==== TEXTE

Quand le Quart-Monde et l’Université pensent et construisent ensemble
Alors qu’allait être adoptée la loi d’orientation de lutte contre les exclusions – d’esprit nouveau puisque orientée vers l’accès de tous aux droits fondamentaux – s’achevait une expérience de recherche étalée sur deux ans (1996−1998), soigneusement préparée, de » croisement des savoirs « . Elle avait réuni au rythme d’un séminaire de trois jours tous les deux mois quinze personnes ayant vécu ou vivant encore la grande pauvreté, cinq volontaires du mouvement ATD Quart-Monde engagés en permanence aux côtés des familles très pauvres et douze universitaires de disciplines diverses préoccupés par le maintien, voire l’extension de l’exclusion, dont moi-même.
Initié par ATD Quart-Monde à partir du constat que la misère est une violation constante des Droits de l’homme et que les très pauvres sont ignorés par l’Université, au mieux objets de recherches sans jamais être coacteurs, ce programme » Quart-Monde-Université » a abouti à la publication d’un livre1 rassemblant cinq mémoires (Histoire, Savoir, Famille, Travail, Citoyenneté) élaborés en partenariat total, du choix des sujets à la rédaction finale, puis à un colloque en Sorbonne en avril 1999, après validation de la recherche par un comité extérieur composé de personnalités du monde universitaire et scientifique2.
Ce séminaire avait pour objectif de conduire une recherche véritable, avec ses exigences de rigueur dans l’information, la réflexion, la construction et la rédaction à égalité, les non-universitaires étant cochercheurs, chacun restant lui-même mais » reconnaissant » l’autre. Les uns et les autres ont partagé la maîtrise du travail de recherche, les universitaires acceptant quant à eux l’idée que le savoir universitaire n’est pas complet sans celui de la » connaissance intérieure » de la réalité étudiée ainsi que les interventions d’une équipe pédagogique opportunément composée.
Ils travaillent ensemble.
Aussi chacun joua-t-il sa partition, les militants Quart-Monde apportant le contenu d’un vécu réfléchi et analysé, savoir d’expérience mais savoir véritable et non simple expression d’une protestation et d’une conviction, les volontaires celui de l’engagement à leurs côtés, les universitaires leurs connaissances et leurs exigences de méthode, de vérification et de clarté, constatant souvent avec surprise la capacité de leurs partenaires d’accéder à la compréhension de documents, de rapports ou de textes d’auteurs souvent difficiles. Mis en œuvre dès la première phase du » séminaire » où la préparation du choix des thèmes de recherche se fit en réunions plénières, ce partenariat ne fit que s’affirmer ensuite dans les cinq groupes thématiques à composition tripartite.
Et c’est bien là le plus nouveau, déjà dans le choix des cinq thèmes, dans le questionnement et la formulation de l’hypothèse de travail, et ensuite dans l’information (interviews, documents, œuvres de référence…) mais aussi dans la construction du plan des mémoires et jusqu’à leur rédaction, les » premiers jets » confiés à tel ou tel volontaire, militant ou universitaire étant relus et discutés phrase par phrase et même mot par mot.

========
==== LISTE DES DONNÉES

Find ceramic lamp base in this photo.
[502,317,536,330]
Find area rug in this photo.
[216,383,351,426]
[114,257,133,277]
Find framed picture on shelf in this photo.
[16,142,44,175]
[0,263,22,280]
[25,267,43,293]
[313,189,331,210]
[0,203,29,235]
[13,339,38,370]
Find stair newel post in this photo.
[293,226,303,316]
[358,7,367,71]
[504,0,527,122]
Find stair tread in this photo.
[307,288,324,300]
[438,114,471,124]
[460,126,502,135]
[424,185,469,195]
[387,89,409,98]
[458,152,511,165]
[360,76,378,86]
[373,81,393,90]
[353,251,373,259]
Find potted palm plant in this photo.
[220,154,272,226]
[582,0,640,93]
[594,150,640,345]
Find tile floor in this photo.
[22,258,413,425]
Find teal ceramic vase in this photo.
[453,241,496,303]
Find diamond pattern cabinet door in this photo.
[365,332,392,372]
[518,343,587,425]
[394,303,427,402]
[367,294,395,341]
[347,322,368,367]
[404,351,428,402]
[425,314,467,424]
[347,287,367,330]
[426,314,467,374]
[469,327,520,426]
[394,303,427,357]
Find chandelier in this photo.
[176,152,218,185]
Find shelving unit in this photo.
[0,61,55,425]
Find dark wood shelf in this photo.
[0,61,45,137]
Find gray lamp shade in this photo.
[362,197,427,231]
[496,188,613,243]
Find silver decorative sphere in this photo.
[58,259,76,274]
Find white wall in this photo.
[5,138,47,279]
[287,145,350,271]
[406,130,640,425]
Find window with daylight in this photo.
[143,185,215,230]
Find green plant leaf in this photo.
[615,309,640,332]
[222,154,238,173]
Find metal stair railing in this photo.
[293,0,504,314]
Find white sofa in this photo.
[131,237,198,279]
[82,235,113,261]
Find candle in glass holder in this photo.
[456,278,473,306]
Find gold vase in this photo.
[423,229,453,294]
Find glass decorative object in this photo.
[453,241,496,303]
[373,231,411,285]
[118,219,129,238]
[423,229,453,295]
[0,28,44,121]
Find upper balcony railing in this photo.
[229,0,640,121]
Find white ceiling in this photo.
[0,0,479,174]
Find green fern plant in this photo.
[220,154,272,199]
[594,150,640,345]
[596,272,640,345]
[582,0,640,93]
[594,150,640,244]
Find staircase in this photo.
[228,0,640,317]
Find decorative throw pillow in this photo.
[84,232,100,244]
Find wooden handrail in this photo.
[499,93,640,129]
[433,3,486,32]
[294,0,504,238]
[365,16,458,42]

========

• [TÂCHES À RÉALISER]
A. Répondez à ces questions à l'aide du texte sur le programme Quart-Monde-Université :
(i) Combien de personnes ayant vécu ou vivant encore la grande pauvreté le séminaire a-t-il réunies ?
(ii) En quel mois et en quelle année s'est tenu le colloque en Sorbonne ?
(iii) En combien de groupes thématiques le partenariat s'est-il poursuivi ?
B. Poursuivez le texte sur le programme Quart-Monde-Université après sa dernière phrase.
Ces données sont tirées d'une autre source que le texte.

• [EXERCICES CORRIGÉS]
A.
(i) Quinze personnes.
(ii) En avril 1999.
(iii) En cinq groupes thématiques, à composition tripartite.

B.
Au-delà de ce que font parfois des chercheurs de terrain, c’est l’exploitation même des matériaux déjà rassemblés en commun qui a été opérée » à égalité » avec ceux qu’ils concernaient. Probablement aucune démarche de recherche n’est-elle allée aussi loin, à ce degré d’intégration des pauvres dans un travail universitaire. Aussi trouve-t-on dans les mémoires des éléments, des constats et des analyses qui auraient peu de chances de figurer dans des rapports de recherches, même de terrain, menées selon la démarche classique.
Les universitaires, qui ne sont pas sortis » indemnes » et sans remise en cause, et moi le premier, ont constaté les potentialités, les capacités et les savoirs des très pauvres, ignorés au profit de leurs faiblesses ; ils ont fait l’expérience de la possibilité et de l’enrichissement du travail en partenariat avec eux ; ils ont découvert l’importance incontournable de l’appartenance, actuelle ou antérieure, au milieu de la grande pauvreté, de la connaissance intérieure de celle-ci, pour une compréhension véritable des situations qu’elle recouvre, d’exclusion multidimensionnelle, culturelle autant qu’économique.
Dès lors, une double exigence impérieuse leur apparaît s’imposer, à l’université et à l’école. D’une part l’intégration du vécu de la misère dans l’enseignement et dans la pratique professionnelle des enseignants de tout niveau, ainsi que dans la démarche des recherches touchant principalement ou accessoirement, directement ou indirectement à la pauvreté, grâce à une participation active des très pauvres eux-mêmes. D’autre part l’exigence d’une » réciprocité « , c’est-à-dire non seulement une attention portée à la vision des très pauvres sur les problèmes généraux de la société, mais aussi, celle d’une place qui doit leur être faite en tant que formateurs dans les formations préparant aux métiers appelant à fréquenter des personnes en grande pauvreté (enseignants, travailleurs sociaux et services sociaux, juges, policiers, cadres d’entreprise, médecins et personnels de santé…). En définitive c’est toute la société qui est » interpellée « .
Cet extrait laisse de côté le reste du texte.